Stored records
· · · · · · ·

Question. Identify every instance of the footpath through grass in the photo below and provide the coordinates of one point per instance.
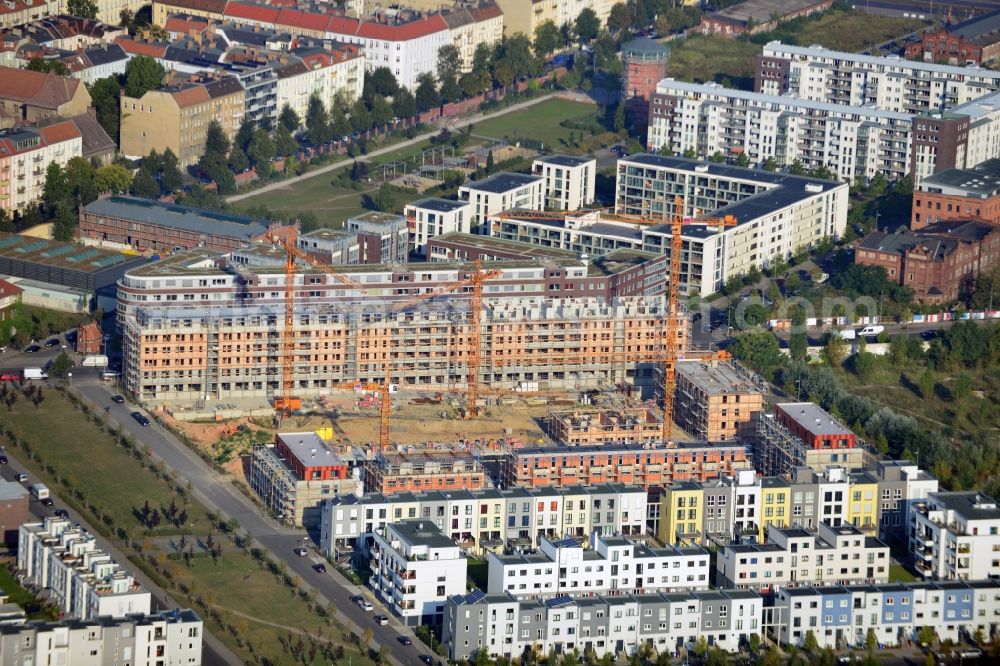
(247, 599)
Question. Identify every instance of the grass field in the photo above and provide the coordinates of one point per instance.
(233, 593)
(540, 122)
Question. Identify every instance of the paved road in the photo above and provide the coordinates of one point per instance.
(218, 494)
(452, 125)
(214, 652)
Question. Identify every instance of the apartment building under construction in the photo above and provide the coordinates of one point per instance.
(717, 400)
(589, 427)
(201, 325)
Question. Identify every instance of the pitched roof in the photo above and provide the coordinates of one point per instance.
(35, 88)
(59, 132)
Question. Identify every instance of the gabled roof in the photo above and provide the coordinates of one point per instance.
(35, 88)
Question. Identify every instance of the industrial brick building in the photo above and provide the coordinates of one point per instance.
(194, 325)
(717, 400)
(147, 225)
(297, 473)
(939, 263)
(633, 464)
(591, 427)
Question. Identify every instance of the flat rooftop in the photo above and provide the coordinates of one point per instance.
(502, 182)
(719, 377)
(813, 418)
(56, 254)
(309, 449)
(421, 533)
(438, 204)
(198, 220)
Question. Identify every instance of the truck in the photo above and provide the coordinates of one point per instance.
(871, 330)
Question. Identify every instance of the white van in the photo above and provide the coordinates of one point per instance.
(871, 330)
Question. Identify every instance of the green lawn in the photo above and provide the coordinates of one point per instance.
(539, 122)
(233, 594)
(111, 480)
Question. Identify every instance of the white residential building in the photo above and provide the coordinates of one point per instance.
(569, 180)
(793, 556)
(169, 637)
(841, 617)
(611, 565)
(434, 216)
(79, 577)
(415, 568)
(503, 191)
(493, 518)
(851, 141)
(889, 82)
(956, 536)
(502, 625)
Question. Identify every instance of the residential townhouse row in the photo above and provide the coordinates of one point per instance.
(76, 575)
(776, 215)
(404, 40)
(838, 617)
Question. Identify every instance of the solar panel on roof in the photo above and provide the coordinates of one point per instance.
(86, 254)
(31, 247)
(56, 251)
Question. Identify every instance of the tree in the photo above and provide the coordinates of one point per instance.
(143, 185)
(82, 8)
(547, 39)
(112, 178)
(449, 63)
(586, 26)
(47, 66)
(284, 142)
(383, 81)
(61, 365)
(426, 95)
(238, 162)
(216, 143)
(317, 121)
(142, 75)
(288, 118)
(105, 94)
(404, 104)
(261, 152)
(620, 18)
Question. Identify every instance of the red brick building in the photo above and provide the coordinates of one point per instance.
(814, 426)
(939, 263)
(941, 46)
(958, 194)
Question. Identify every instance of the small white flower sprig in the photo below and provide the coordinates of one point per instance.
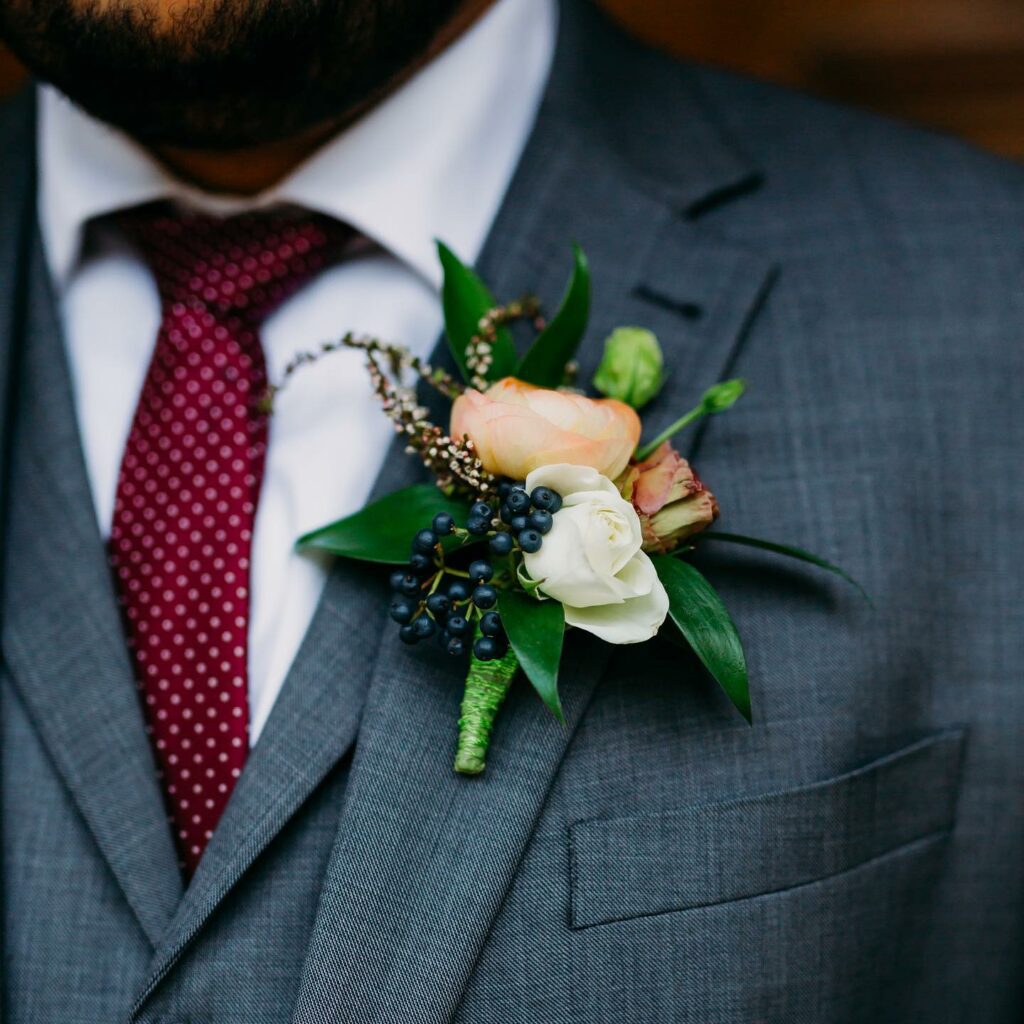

· · · · · · ·

Pick out and copy every line of the records above that contains the word "brick".

Full solution:
Question. Identify every instance of the industrial brick building in the photo above and provide the coordinates of one point per instance.
Question. Identify every instance of the red brick building in the photo above and provide the coordinates of one point per instance.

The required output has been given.